▶ GOAL OF THE EXERCISE
Give back all of the records exactly.

Referring expression pointing data:
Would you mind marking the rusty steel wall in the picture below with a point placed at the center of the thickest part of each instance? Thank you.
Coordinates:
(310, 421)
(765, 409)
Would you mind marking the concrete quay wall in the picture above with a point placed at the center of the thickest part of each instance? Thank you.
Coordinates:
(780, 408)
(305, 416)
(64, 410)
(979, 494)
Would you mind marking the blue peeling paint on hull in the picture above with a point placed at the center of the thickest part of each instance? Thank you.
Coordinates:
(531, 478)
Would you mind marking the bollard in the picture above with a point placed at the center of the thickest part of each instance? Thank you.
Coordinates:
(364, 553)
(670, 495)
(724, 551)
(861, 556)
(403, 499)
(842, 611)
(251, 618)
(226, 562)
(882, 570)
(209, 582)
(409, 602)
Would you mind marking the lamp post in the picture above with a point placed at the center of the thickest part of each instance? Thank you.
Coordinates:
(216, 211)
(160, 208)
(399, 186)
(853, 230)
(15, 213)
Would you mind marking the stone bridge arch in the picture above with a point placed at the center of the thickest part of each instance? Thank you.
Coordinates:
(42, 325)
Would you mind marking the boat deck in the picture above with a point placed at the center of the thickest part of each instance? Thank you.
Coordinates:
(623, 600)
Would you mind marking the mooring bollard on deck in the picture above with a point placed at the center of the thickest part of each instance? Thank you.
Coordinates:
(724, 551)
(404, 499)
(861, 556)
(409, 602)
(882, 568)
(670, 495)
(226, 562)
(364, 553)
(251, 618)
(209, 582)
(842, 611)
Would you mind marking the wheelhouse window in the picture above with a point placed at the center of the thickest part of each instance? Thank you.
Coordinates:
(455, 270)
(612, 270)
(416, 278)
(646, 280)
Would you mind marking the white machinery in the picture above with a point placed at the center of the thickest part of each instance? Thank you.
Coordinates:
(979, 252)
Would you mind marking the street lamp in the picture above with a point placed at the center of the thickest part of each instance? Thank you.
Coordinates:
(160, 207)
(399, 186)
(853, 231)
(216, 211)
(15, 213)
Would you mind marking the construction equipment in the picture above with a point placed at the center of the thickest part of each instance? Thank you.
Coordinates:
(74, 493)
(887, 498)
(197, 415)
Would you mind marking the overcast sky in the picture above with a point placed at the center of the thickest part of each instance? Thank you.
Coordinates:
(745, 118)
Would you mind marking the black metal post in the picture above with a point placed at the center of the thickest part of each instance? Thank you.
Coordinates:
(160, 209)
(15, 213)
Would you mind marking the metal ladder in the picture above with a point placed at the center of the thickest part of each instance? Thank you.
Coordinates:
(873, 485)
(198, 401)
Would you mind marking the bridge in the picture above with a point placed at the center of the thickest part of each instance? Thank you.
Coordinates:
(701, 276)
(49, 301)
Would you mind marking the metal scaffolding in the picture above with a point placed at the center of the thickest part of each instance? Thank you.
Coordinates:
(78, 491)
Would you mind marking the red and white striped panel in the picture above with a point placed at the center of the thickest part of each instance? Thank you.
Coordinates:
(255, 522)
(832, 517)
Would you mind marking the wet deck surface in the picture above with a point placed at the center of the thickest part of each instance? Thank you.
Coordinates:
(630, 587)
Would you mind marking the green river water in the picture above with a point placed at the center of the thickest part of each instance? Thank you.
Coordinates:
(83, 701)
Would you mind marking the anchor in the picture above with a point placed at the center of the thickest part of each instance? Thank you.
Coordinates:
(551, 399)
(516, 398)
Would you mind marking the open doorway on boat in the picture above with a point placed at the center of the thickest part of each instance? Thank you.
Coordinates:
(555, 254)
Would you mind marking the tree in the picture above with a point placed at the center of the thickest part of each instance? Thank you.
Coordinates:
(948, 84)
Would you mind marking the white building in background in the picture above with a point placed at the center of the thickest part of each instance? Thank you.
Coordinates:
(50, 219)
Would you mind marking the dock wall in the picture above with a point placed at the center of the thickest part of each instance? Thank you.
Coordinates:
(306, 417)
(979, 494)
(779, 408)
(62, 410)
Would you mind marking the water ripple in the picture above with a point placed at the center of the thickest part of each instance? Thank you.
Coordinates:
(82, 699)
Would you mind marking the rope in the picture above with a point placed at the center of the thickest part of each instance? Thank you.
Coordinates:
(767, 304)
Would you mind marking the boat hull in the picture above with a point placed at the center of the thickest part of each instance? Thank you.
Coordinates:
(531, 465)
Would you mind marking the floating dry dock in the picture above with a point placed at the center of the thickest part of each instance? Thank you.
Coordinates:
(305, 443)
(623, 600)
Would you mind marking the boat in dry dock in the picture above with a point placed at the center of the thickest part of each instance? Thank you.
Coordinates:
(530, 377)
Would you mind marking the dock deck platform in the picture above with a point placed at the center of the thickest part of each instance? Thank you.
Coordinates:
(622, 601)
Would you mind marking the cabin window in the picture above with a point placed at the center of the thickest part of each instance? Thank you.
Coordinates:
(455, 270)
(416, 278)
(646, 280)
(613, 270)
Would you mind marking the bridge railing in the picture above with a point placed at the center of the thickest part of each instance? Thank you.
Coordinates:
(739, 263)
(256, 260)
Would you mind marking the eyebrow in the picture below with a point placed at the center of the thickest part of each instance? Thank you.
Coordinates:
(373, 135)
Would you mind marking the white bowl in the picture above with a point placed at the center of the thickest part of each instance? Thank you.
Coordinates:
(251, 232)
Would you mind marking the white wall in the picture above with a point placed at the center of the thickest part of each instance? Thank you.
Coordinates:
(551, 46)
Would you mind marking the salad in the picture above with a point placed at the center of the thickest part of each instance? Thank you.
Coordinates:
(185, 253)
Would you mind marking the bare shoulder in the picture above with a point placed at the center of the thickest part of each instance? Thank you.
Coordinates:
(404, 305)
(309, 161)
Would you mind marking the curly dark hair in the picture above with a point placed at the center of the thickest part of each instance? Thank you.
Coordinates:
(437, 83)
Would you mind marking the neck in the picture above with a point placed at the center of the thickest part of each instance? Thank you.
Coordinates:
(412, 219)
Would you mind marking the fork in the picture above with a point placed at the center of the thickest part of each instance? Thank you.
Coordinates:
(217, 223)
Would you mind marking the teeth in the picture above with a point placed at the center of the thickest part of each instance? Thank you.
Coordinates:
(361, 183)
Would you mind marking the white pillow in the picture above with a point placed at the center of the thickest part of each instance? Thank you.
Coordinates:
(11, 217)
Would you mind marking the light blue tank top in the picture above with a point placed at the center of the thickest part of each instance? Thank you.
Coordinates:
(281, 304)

▶ RESPONSE TO THE TASK
Would you mind marking the rusty steel wall in the picture below with a point placed at the center of the thickest part of each instance? Thank you.
Coordinates:
(310, 421)
(765, 409)
Would you mind marking the concrete quay wall in the picture above with a point placed at the center of the thickest part of each instance? Thank you.
Coordinates:
(780, 408)
(305, 416)
(64, 410)
(979, 494)
Would you mind marking the blue peeling paint on hull in the picture above with a point placed at the center of the thickest part of each instance? Thank you.
Coordinates:
(531, 478)
Would you mind marking the bollard in the picture above with a point placed at the center of the thickest part of each instance? Thank you.
Coordinates:
(364, 553)
(670, 495)
(724, 551)
(861, 556)
(403, 499)
(842, 611)
(251, 618)
(226, 562)
(882, 570)
(209, 582)
(409, 602)
Would you mind marking the lamp post in the picture above with a point placed at the center of the thickest part of each instance? Thank you.
Coordinates:
(216, 211)
(160, 208)
(399, 186)
(853, 230)
(15, 213)
Would you mind marking the stone bridge arch in the picture above with a point placed at the center of the thickest part of each instance? Thank you.
Coordinates:
(42, 325)
Would you mind marking the boat deck in the picture above with a point placed at the center of the thickest part of each instance? Thank you.
Coordinates:
(623, 600)
Would you mind marking the mooring bollard on deck in the picture above with a point placed at the center of the thickest part of each instance? Thank you.
Coordinates:
(724, 551)
(404, 499)
(861, 556)
(409, 602)
(882, 568)
(670, 495)
(226, 562)
(364, 553)
(251, 618)
(209, 582)
(842, 611)
Would you mind marking the wheelhouse window in the picture above with a point placed at the center of the thickest part of each instance? Thank you.
Coordinates:
(455, 270)
(612, 270)
(416, 278)
(646, 280)
Would you mind marking the white machinery in the picture above with a point placed at the center of the thickest part of each instance? Thank you.
Coordinates:
(979, 252)
Would you mind marking the street lamp in the picture above with a point placed at the center of the thickest part of each instance? Thank you.
Coordinates:
(160, 207)
(399, 186)
(853, 231)
(216, 211)
(15, 213)
Would you mind marking the construction equipment in the picture above with a point placed at the center of the thickest part of each instance? Thank you.
Coordinates:
(74, 493)
(887, 498)
(197, 415)
Would you mind marking the overcast sky in the picture above with a point placed at the center of the thickest part of each instance? Thank you.
Coordinates:
(745, 118)
Would you mind marking the black metal post in the picture above with a point placed at the center of the thickest part of each instance? Thank you.
Coordinates:
(160, 209)
(15, 213)
Would you mind marking the metal ladder in the picture above with a point placed at the center of the thickest part of each instance? Thank you.
Coordinates:
(873, 485)
(198, 401)
Would you mind marking the bridge in the picture above with a point placed at the center of the thickest part of each instance? Thank you.
Coordinates:
(701, 276)
(49, 301)
Would you mind marking the metal scaffolding in the picture above with a point placed at the center of the thickest part of each instance? Thank you.
Coordinates:
(78, 491)
Would you mind marking the red and white striped panel in the picture above with a point placed at the center of the thickest part of each instance? Thank you.
Coordinates:
(255, 522)
(832, 517)
Would you mind marking the wet deck surface in the picture above with a point placed at the center of the thickest part of each instance? Thank you.
Coordinates:
(630, 587)
Would you mind marking the green river water in the picture above with a point placed at the center of the thickest part of each instance? Thank you.
Coordinates:
(83, 701)
Would you mind marking the anchor in the picture above with a point placed at the center of the thickest part of each instance? Thank you.
Coordinates:
(551, 399)
(516, 398)
Would you mind marking the open doorway on boat in the picture above with a point placed at the center of the thickest part of each instance? Thank you.
Coordinates:
(555, 254)
Would you mind marking the tree in the picture above with a point placed at the center of the thickest part of each instance? Thank you.
Coordinates:
(948, 84)
Would you mind marking the white building in background in the picture above with a point placed at the center of the thickest part of each instance? Thank you.
Coordinates:
(50, 219)
Would you mind marking the dock wall in the picture above with a point placed at the center of the thickest part of each instance? Thank you.
Coordinates:
(306, 417)
(979, 494)
(779, 408)
(62, 410)
Would you mind marking the water ripple in the picture above with a point placed at the center of the thickest part of each instance? Thank you.
Coordinates:
(82, 699)
Would you mind marking the rope in the picture above with a point placed at the center of the thickest part of each instance? Thank you.
Coordinates:
(767, 304)
Would you mind marking the boat hull in the picture above with a point placed at the center of the thickest part of each instance? Thank you.
Coordinates:
(531, 465)
Would you mind marking the floating dry dock in the picture above with a point placed at the center of the thickest part of each instance? Thank you.
Coordinates:
(305, 443)
(623, 600)
Would you mind marking the boat in dry dock in the picture above with a point placed at the center of the thickest part of each instance? Thank you.
Coordinates:
(530, 377)
Would you mind marking the dock deck platform in the picture above with a point placed at the center of the thickest part of each instance? Thank you.
Coordinates:
(622, 601)
Would you mind marking the cabin window in the picture above with a point placed at the center of the thickest part of each instance? Thank you.
Coordinates:
(455, 270)
(416, 278)
(646, 280)
(613, 270)
Would you mind marking the bridge railing in the picture above with a point placed at the center of the thickest part of each instance? Thank you.
Coordinates:
(739, 263)
(256, 260)
Would you mind marking the eyebrow in the picture below with a point placed at the center of the thickest part of each instance? Thank you.
Coordinates:
(373, 135)
Would you mind marking the white bowl in the picture above with a point placed at the center of the thickest part of each instance? Thank you.
Coordinates:
(251, 232)
Would you mind marking the white wall in the picture above with a point placed at the center of the thickest part of each instance? Thank you.
Coordinates:
(551, 46)
Would you mind marking the salad in the picture above with a point placed at the center of the thickest part of each instance? Thank you.
Coordinates:
(185, 253)
Would you mind marking the bare shoulder in the picture above with a point placed at the center of the thickest part of each instance? Thank you.
Coordinates:
(404, 305)
(309, 161)
Would you mind marking the curly dark hair in the picture above with a point placed at the center of the thickest part of each instance? Thank you.
Coordinates:
(437, 83)
Would you mind marking the neck in the picture above with a point placed at the center of the thickest part of each instance? Thank you.
Coordinates:
(412, 219)
Would you mind marking the fork in the picture above with a point placed at the center of the thickest part of each instance? Thank you.
Coordinates:
(217, 223)
Would you mind marking the teeth in the picture above with a point placed at the center of the thickest part of each instance? Thank you.
Coordinates:
(361, 183)
Would you mind marking the white pillow in the picture above with a point placed at the center of the thickest part of each instance? Thank you.
Coordinates:
(11, 217)
Would you mind marking the light blue tank top in the picture above with a point placed at the center of the thickest part of each instance? Thank you.
Coordinates:
(281, 304)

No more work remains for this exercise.